Transcribe each record exactly, but omit pictures.
===== Records shown =====
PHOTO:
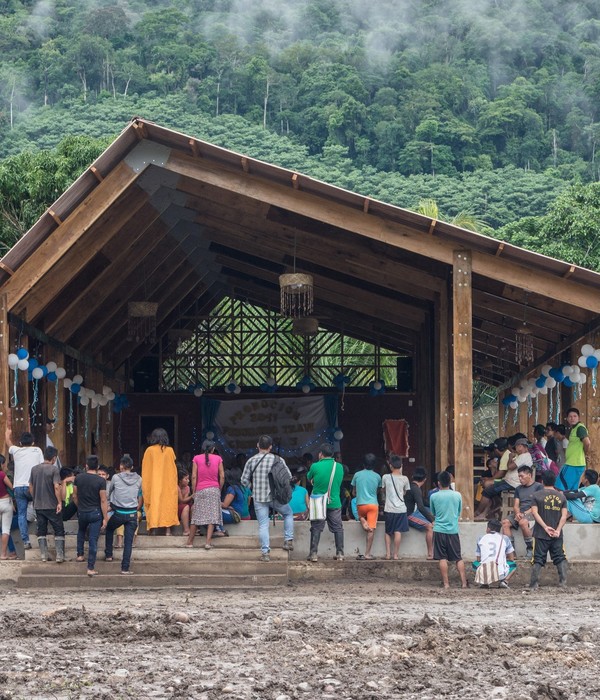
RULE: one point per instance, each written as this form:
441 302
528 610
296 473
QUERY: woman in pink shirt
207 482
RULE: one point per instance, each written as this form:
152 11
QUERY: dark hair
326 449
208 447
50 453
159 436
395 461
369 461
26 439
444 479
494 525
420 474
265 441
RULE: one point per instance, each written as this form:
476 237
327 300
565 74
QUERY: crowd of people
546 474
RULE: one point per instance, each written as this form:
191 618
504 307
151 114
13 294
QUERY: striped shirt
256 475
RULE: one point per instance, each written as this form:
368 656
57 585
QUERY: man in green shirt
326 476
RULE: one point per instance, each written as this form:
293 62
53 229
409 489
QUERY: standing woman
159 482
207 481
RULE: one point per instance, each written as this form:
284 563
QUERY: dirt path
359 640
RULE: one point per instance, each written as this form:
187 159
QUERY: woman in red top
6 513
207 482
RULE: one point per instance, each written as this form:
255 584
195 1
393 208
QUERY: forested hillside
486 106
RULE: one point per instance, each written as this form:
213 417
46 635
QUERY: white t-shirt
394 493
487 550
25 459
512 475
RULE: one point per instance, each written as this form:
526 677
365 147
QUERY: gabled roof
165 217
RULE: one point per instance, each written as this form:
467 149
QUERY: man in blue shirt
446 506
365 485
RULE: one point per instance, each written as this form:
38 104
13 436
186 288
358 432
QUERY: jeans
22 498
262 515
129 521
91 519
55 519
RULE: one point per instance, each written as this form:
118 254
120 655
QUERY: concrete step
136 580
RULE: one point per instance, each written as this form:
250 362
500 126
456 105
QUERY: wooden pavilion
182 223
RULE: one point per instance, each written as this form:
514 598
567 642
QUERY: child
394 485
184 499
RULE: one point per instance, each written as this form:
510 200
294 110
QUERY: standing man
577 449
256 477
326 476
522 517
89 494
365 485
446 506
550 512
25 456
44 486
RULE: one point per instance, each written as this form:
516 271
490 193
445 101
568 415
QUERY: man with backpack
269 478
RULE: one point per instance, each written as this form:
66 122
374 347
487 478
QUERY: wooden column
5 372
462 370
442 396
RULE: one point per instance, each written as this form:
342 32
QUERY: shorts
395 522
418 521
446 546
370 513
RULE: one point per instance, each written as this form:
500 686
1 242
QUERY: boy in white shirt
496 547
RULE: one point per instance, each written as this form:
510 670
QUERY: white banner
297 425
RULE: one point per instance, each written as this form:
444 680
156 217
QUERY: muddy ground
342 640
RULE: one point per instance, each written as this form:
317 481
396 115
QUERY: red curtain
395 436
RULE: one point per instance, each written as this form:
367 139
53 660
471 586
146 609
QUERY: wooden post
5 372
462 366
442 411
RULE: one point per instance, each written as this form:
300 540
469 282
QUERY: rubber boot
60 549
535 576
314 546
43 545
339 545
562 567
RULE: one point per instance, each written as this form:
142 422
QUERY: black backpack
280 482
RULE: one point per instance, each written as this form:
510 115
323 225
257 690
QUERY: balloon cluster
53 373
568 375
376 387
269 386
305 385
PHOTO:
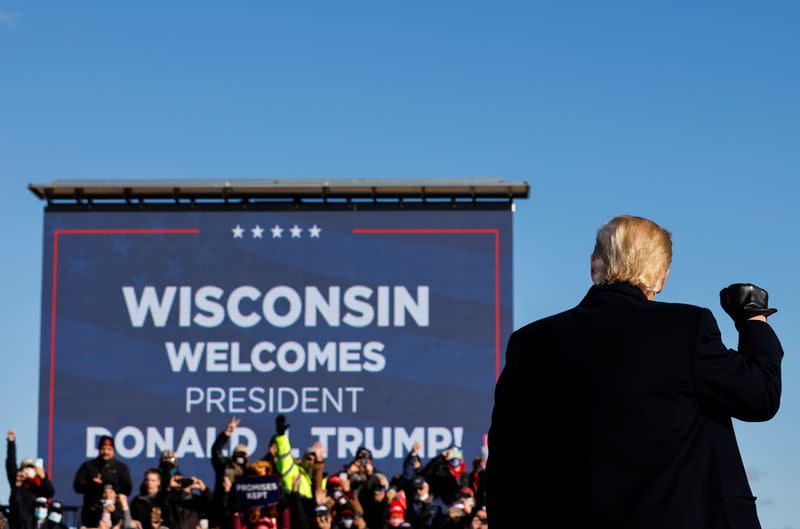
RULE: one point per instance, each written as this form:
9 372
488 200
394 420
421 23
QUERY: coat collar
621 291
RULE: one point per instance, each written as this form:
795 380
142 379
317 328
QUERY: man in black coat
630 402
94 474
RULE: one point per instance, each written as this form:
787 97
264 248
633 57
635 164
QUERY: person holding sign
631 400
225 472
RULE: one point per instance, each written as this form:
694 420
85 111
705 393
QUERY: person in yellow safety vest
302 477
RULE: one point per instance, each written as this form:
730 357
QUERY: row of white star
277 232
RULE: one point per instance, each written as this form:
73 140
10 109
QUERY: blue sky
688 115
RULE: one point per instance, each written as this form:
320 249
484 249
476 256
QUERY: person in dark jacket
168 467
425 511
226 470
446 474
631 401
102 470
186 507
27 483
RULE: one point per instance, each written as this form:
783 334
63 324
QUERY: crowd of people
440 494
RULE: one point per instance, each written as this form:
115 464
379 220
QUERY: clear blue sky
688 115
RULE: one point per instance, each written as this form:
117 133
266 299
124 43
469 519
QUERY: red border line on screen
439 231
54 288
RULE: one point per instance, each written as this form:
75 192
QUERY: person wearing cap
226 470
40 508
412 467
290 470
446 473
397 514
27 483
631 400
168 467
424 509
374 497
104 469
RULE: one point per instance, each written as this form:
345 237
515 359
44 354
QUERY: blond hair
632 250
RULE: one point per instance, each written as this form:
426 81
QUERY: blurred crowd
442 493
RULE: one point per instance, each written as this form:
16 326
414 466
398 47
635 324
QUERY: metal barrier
=====
Your solution
PHOTO:
RULE: one point per instance, each written as this form:
441 302
528 610
296 473
QUERY: woman in pink shirt
207 482
RULE: one point per instance, each written as this form:
152 11
QUERY: dark hair
326 449
208 447
50 453
159 436
395 461
369 461
26 439
444 479
494 525
420 474
265 441
RULE: one point per instance, each written as this form:
476 237
327 300
565 74
QUERY: crowd of people
546 474
RULE: one point per instance, each written as this form:
191 618
504 307
151 114
13 294
QUERY: striped shirt
256 475
RULE: one point per instance, each written as this form:
368 656
57 585
QUERY: man in green shirt
326 476
RULE: one point per instance, each written as this form:
293 62
53 229
409 489
QUERY: standing woman
159 482
207 481
RULE: one point per instance, each written as this form:
284 563
QUERY: dirt path
359 640
RULE: one point per instance, each written as this form:
187 159
QUERY: woman in red top
6 513
207 482
RULE: one point per instance, each written as this form:
255 584
195 1
393 208
QUERY: forested hillside
486 106
RULE: one point per instance, each written as this form:
213 417
46 635
QUERY: white t-shirt
394 493
487 550
25 459
512 475
RULE: one point per instance, each written as this form:
526 677
365 147
QUERY: gabled roof
165 217
RULE: one point per instance, each written as this form:
467 149
QUERY: man in blue shirt
446 506
365 485
RULE: one point per instance, each written as this form:
38 104
13 436
186 288
358 432
QUERY: jeans
22 498
262 515
129 521
91 519
55 519
RULE: one point per instance, each written as this form:
118 254
120 655
QUERY: concrete step
136 580
RULE: one point per instance, each written as this form:
250 362
500 126
456 105
QUERY: wooden pavilion
182 223
RULE: one point per instance, each written as this form:
514 598
567 642
QUERY: child
394 485
184 499
RULE: one point per instance, each written as this form:
510 200
294 110
QUERY: standing man
577 449
256 477
326 476
522 517
89 494
365 485
446 506
550 512
25 456
44 486
RULE: one point per instance, each written as this form:
516 271
490 193
445 101
568 415
QUERY: man with backpack
269 478
RULE: one point per instance, each written as this form:
66 122
374 347
487 478
QUERY: wooden column
5 372
462 370
442 396
RULE: one point per instance, each written as this form:
342 32
QUERY: shorts
395 522
418 521
446 546
370 513
RULE: one point per instance, each written as this form:
500 686
1 242
QUERY: boy in white shirt
496 547
RULE: one point per instance, each written as this form:
510 670
QUERY: white banner
297 425
RULE: one point per instance, each written as this form:
444 680
156 217
QUERY: muddy ground
342 640
RULE: one point per instance, each written as this form:
317 481
396 115
QUERY: red curtain
395 436
RULE: one point per instance, each written as this form:
367 139
53 660
471 586
146 609
QUERY: wooden post
5 372
462 366
442 411
RULE: one point per instance, each written as this form:
300 540
469 282
QUERY: rubber boot
60 549
535 576
314 546
43 545
339 545
562 567
RULE: one point per instance, each written as this form:
142 422
QUERY: black backpack
280 482
RULE: one point per instance, each written as this form:
510 115
323 225
257 690
QUERY: balloon cluster
53 373
568 375
376 387
269 386
305 385
PHOTO:
RULE: one point per instance, each written as this form:
9 372
488 200
394 420
421 23
QUERY: coat collar
621 291
RULE: one point per instance, each written as this form:
795 380
142 379
317 328
QUERY: man in black coat
630 402
94 474
RULE: one point per instance, each written as this form:
787 97
264 248
633 57
635 164
QUERY: person holding sign
631 400
225 472
RULE: one point per instance, each written as this form:
694 420
85 111
705 393
QUERY: person in yellow safety vest
302 477
RULE: one point per instance, each written as this form:
730 357
QUERY: row of white star
277 232
RULE: one point per instance, each written as this form:
73 140
10 109
QUERY: blue sky
688 115
RULE: one point per instance, each written as this form:
320 249
484 249
476 256
QUERY: person in dark jacket
168 467
425 511
226 470
446 474
631 401
102 470
186 507
27 483
RULE: one point per instance, each written as this form:
783 334
63 324
QUERY: crowd of people
440 494
RULE: one point per instance, each written as this form:
115 464
379 220
QUERY: clear blue sky
688 115
RULE: one point per instance, each written as this form:
117 133
266 299
124 43
469 519
QUERY: red border line on screen
439 231
54 288
RULE: one point per instance, each written as this form:
75 192
QUERY: person wearing cap
226 470
40 508
412 467
290 470
446 473
397 514
27 483
631 400
168 467
424 509
374 497
104 469
RULE: one point per instance, each written as this form:
345 237
515 359
44 354
QUERY: blond hair
632 250
RULE: one point per instance, each written as this form:
426 81
QUERY: blurred crowd
442 493
RULE: one point per instance, each written as this form:
16 326
414 466
398 47
635 324
QUERY: metal barrier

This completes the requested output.